The request –
Transcribe every entry word for word, but skip the images.

┌────────

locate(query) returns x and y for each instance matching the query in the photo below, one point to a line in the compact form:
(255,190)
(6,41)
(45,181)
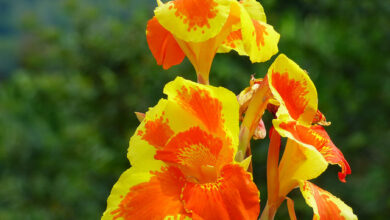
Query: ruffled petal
(293,89)
(325,205)
(214,110)
(299,162)
(163,45)
(192,20)
(233,196)
(254,38)
(139,195)
(254,9)
(317,137)
(215,107)
(198,154)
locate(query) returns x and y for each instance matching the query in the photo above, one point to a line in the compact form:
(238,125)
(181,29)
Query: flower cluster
(191,157)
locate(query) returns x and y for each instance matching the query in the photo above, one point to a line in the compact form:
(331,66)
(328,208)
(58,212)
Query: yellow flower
(199,29)
(182,161)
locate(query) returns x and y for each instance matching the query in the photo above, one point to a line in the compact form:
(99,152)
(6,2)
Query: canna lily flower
(199,29)
(182,161)
(324,204)
(297,96)
(309,148)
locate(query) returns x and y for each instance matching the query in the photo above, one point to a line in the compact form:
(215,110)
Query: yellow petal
(294,90)
(216,108)
(254,9)
(137,195)
(299,162)
(260,39)
(324,204)
(194,21)
(129,178)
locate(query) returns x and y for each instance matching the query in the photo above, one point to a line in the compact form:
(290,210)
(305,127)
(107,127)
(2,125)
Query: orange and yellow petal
(325,205)
(216,108)
(254,9)
(192,20)
(139,195)
(259,38)
(299,162)
(197,153)
(293,89)
(163,45)
(331,153)
(317,137)
(233,42)
(233,196)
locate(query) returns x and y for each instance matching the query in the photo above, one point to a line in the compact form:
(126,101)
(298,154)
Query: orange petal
(299,162)
(331,153)
(212,106)
(193,20)
(234,196)
(144,201)
(163,45)
(197,153)
(293,89)
(325,205)
(316,136)
(291,210)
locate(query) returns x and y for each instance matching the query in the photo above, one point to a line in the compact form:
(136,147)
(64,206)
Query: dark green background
(73,72)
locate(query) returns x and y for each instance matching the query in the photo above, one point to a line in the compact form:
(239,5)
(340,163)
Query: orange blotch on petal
(203,106)
(197,153)
(292,92)
(157,132)
(232,39)
(195,13)
(233,196)
(158,197)
(318,137)
(331,153)
(163,45)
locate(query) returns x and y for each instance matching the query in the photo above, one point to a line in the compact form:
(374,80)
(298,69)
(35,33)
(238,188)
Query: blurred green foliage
(73,72)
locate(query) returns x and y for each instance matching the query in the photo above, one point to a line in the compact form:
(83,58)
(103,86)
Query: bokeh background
(73,72)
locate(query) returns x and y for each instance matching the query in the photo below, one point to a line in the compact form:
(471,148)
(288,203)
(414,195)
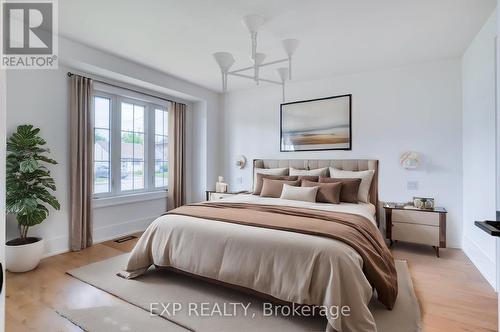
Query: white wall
(479,151)
(414,108)
(40,97)
(2,192)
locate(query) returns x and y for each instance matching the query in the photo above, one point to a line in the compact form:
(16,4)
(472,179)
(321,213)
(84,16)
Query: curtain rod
(122,87)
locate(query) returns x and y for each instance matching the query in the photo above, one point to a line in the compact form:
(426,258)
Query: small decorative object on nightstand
(212,195)
(410,224)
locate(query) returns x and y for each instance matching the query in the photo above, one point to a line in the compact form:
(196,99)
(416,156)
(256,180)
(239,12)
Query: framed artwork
(317,124)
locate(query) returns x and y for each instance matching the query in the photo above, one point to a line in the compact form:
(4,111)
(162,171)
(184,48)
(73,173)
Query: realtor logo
(29,32)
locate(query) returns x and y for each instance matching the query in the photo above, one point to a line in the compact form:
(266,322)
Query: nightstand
(416,225)
(212,195)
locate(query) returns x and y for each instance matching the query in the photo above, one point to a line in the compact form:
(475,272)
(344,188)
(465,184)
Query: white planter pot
(25,257)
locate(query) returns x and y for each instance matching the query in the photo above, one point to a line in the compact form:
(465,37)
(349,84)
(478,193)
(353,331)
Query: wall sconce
(241,161)
(409,160)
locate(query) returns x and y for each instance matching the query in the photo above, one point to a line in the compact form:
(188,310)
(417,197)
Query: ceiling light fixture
(225,60)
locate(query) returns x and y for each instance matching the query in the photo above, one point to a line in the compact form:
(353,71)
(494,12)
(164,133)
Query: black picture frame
(349,96)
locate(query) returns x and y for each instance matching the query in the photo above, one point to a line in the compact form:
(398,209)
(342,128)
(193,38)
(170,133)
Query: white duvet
(289,266)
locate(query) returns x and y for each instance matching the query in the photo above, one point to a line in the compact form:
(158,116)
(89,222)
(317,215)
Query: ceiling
(178,37)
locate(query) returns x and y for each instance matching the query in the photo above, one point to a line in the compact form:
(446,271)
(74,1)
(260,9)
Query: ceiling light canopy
(283,73)
(225,60)
(252,22)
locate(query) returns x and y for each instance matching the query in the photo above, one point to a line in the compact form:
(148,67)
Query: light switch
(412,185)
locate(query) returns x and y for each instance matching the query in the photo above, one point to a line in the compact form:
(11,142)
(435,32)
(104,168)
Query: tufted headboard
(344,164)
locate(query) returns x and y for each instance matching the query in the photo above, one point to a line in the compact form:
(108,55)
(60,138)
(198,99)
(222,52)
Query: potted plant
(29,187)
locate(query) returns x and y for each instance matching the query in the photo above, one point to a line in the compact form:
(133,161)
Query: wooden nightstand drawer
(416,217)
(415,233)
(417,226)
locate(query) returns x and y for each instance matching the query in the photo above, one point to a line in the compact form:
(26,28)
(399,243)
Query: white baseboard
(60,245)
(114,231)
(484,264)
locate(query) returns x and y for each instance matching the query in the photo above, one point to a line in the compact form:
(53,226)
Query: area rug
(190,304)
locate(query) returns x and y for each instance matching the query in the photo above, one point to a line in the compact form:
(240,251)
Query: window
(130,145)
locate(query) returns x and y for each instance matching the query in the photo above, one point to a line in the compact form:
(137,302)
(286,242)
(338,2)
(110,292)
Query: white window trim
(101,202)
(116,196)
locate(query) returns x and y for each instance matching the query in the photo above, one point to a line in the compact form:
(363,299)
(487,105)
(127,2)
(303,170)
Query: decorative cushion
(311,172)
(309,178)
(327,192)
(269,171)
(306,194)
(349,190)
(366,180)
(273,188)
(260,177)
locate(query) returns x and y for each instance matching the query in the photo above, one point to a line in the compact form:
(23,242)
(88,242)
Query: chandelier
(225,60)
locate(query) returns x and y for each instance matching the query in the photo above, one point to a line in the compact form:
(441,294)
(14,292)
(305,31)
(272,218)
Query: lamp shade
(283,72)
(253,22)
(290,45)
(224,59)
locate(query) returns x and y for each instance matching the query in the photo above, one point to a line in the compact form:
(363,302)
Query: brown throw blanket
(354,230)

└────────

Correct answer –
locate(query) returns x and y for each instance matching the query in the photo below, one point to a line in the compact form:
(255,190)
(6,41)
(45,181)
Query: ruffled petal
(293,89)
(325,205)
(214,110)
(299,162)
(163,45)
(192,20)
(233,196)
(254,38)
(139,195)
(254,9)
(317,137)
(215,107)
(198,154)
locate(query) returns x and y for each instance matching the query in the photo above, one point to a line in the compact form:
(238,125)
(181,29)
Query: flower cluster
(191,157)
locate(query) returns x and y for each instance matching the query in the photo above, one point to a line in the compact form:
(331,66)
(328,208)
(58,212)
Query: yellow flower
(199,29)
(182,161)
locate(query) returns x and y for each instance matching the query in the photo above, one point to a line in the compact form:
(99,152)
(6,2)
Query: canna lily flower
(199,29)
(182,161)
(324,204)
(297,96)
(309,148)
locate(query) returns x and y for each instance matching the query in the photo above, one point to a line in the compact form:
(215,110)
Query: yellow petal
(294,90)
(216,108)
(254,9)
(137,195)
(299,162)
(260,39)
(324,204)
(194,21)
(129,178)
locate(query) returns x and y for each instance matching the query in the photo above, one point to a line in the compact form:
(290,210)
(305,127)
(107,127)
(2,125)
Query: orange and yellow petal
(325,205)
(216,108)
(254,9)
(192,20)
(139,195)
(259,38)
(299,162)
(197,153)
(293,89)
(163,45)
(331,153)
(317,137)
(233,42)
(233,196)
locate(query) returns x and y for each instance matching the query in the photo above, one point to a line in the compact form:
(126,101)
(298,154)
Query: orange petal
(299,162)
(331,153)
(212,106)
(193,20)
(234,196)
(144,201)
(163,45)
(197,153)
(293,89)
(325,205)
(316,136)
(291,210)
locate(query) returns x and y for each instance matching the query in the photo above, one point to a line in the compact form:
(136,147)
(64,206)
Query: dark green background
(73,72)
locate(query) returns x and y for each instance matching the query in the photo above, one point to a line in the compact form:
(239,5)
(340,163)
Query: orange blotch on petal
(203,106)
(197,153)
(292,92)
(157,132)
(232,39)
(195,13)
(233,196)
(158,197)
(318,137)
(331,153)
(163,45)
locate(query) returns x and y for each instance matching the query in the photo above, one point to a line in the compact form:
(374,80)
(298,69)
(35,33)
(238,188)
Query: blurred green foliage
(73,72)
locate(query) returns x and y for each instance matching the query in the photo above, one point to a line in the compact form:
(83,58)
(103,86)
Query: bokeh background
(73,72)
locate(query) returns x and y for each instance matching the query in the photo below, one point to a line in the compact form:
(471,148)
(288,203)
(414,195)
Query: white wall
(479,151)
(414,108)
(40,97)
(2,192)
locate(query) returns x and y for each instance matching the query in the photo above, one point to a line in the compact form:
(16,4)
(472,179)
(321,213)
(84,16)
Query: curtain rod
(122,87)
locate(query) returns x and y for each instance matching the query in the photo above, one point to a line in the compact form:
(426,258)
Query: small decorative object on nightstand
(212,195)
(410,224)
locate(query) returns x and y for each instance matching the query in the photo above, one point to a line in the compact form:
(196,99)
(416,156)
(256,180)
(239,12)
Query: framed artwork
(317,124)
locate(query) returns x and y for each instance matching the query in the photo above, one point to a line in the compact form:
(4,111)
(162,171)
(184,48)
(73,173)
Query: realtor logo
(29,32)
locate(query) returns x and y for each instance matching the query in the photo above, one point to a line in the compact form:
(266,322)
Query: nightstand
(416,225)
(212,195)
locate(query) returns x and y for each instance matching the query in the photo above, one point to a line in the compact form:
(475,272)
(344,188)
(465,184)
Query: white planter pot
(25,257)
locate(query) returns x and y for each instance matching the query in the photo above, one point to a line in the compact form:
(465,37)
(349,84)
(478,193)
(353,331)
Query: wall sconce
(241,161)
(409,160)
locate(query) returns x and y for each instance matching the query in the photo above, one point to a line in the compact form:
(188,310)
(417,197)
Query: ceiling light fixture
(225,60)
locate(query) returns x and y for each instance matching the query in the photo above, one point to a line in the compact form:
(353,71)
(494,12)
(164,133)
Query: black picture frame
(349,96)
locate(query) returns x and y for each instance matching the query in the photo above, one point to a line in the compact form:
(398,209)
(342,128)
(193,38)
(170,133)
Query: white duvet
(289,266)
locate(query) returns x and y for each instance matching the query in the photo above, one point to a line in the compact form:
(158,116)
(89,222)
(317,215)
Query: ceiling
(178,37)
locate(query) returns x and y for each instance matching the query in the photo above, one point to a line in the compact form:
(446,271)
(74,1)
(260,9)
Query: ceiling light canopy
(283,73)
(225,60)
(252,22)
locate(query) returns x and y for each instance matching the query in the photo above, one point to a line in the compact form:
(148,67)
Query: light switch
(412,185)
locate(query) returns x and y for each instance matching the query in the photo above, one point to a line in the compact form:
(11,142)
(435,32)
(104,168)
Query: tufted headboard
(344,164)
locate(query) returns x and y for each instance matching the query in the photo above, one point to a line in the compact form:
(108,55)
(60,138)
(198,99)
(222,52)
Query: potted plant
(29,187)
locate(query) returns x and y for each instance matching the query in the photo above, one point to a line in the compact form:
(133,161)
Query: wooden nightstand drawer
(416,217)
(415,233)
(417,226)
locate(query) returns x and y for each instance matching the query in the photo above, one point to a line in the compact form:
(26,28)
(399,243)
Query: white baseboard
(60,245)
(114,231)
(484,264)
locate(query) returns x and y for each instance matching the query in the photo above, one point to a line in the compact form:
(53,226)
Query: area rug
(190,304)
locate(query) returns x and y for each instance matching the query in the photo above, one point to a line in the compact form:
(240,251)
Query: window
(130,145)
locate(query) returns x and y for each instance matching the query in the photo above, one point to a line in the compact form:
(137,302)
(286,242)
(338,2)
(110,292)
Query: white window trim
(101,202)
(116,196)
locate(query) returns x and y for each instance matching the query in the photo above, one point to a line in the compact form:
(363,299)
(487,105)
(127,2)
(303,170)
Query: decorative cushion
(311,172)
(309,178)
(327,192)
(269,171)
(306,194)
(349,190)
(366,180)
(273,188)
(260,177)
locate(query) returns x and y for each instance matching the query in the photo above, one point to a line in the compact form:
(23,242)
(88,242)
Query: chandelier
(225,60)
locate(query) returns x and y for each instance matching the query in the photo above, one point to a line in the compact form:
(441,294)
(14,292)
(305,31)
(272,218)
Query: lamp shade
(283,72)
(253,22)
(290,45)
(224,59)
locate(query) returns x and y for each instance matching the query in the photo above, one point to a line in the compact form:
(363,302)
Query: brown throw blanket
(354,230)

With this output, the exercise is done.